─── DATASET ROWS ───

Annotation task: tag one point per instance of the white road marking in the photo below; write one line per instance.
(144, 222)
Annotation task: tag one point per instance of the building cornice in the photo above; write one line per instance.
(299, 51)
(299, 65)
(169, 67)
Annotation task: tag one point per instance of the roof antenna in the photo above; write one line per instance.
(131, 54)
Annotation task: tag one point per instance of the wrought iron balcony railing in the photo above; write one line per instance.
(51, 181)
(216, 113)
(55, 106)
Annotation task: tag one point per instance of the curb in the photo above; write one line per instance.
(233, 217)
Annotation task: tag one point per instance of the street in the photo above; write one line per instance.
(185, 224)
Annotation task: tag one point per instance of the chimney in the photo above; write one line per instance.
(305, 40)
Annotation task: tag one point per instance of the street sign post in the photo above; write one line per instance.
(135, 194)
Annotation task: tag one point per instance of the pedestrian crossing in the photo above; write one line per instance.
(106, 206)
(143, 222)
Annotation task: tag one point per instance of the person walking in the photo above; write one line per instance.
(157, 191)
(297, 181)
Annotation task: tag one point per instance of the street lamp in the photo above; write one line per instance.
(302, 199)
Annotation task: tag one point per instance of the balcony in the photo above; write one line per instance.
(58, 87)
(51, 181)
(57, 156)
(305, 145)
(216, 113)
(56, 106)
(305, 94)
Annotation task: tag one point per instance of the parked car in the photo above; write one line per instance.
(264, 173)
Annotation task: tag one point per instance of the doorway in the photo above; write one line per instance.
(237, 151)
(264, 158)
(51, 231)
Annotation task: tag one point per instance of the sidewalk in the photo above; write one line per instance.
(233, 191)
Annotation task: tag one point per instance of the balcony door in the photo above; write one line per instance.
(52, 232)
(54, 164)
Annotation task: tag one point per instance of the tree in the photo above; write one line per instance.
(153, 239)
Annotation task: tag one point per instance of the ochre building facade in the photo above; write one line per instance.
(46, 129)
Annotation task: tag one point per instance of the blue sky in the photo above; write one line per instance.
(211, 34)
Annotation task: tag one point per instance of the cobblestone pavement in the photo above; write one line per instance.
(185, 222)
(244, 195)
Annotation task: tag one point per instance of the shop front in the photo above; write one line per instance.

───

▶ PROBLEM REQUIREMENTS
Rewrite everything from the line containing "Annotation task: tag one point per instance of the cobblestone" down to the end of the data, substituting "storefront" for "shop front" and keeping all else the same.

▶ REPLY TO THE TASK
Annotation task: tag one point per instance of the cobblestone pavement in the photo above; write one line per instance.
(185, 222)
(244, 195)
Annotation task: tag one point per instance of the storefront in the photo above; write one line per instance.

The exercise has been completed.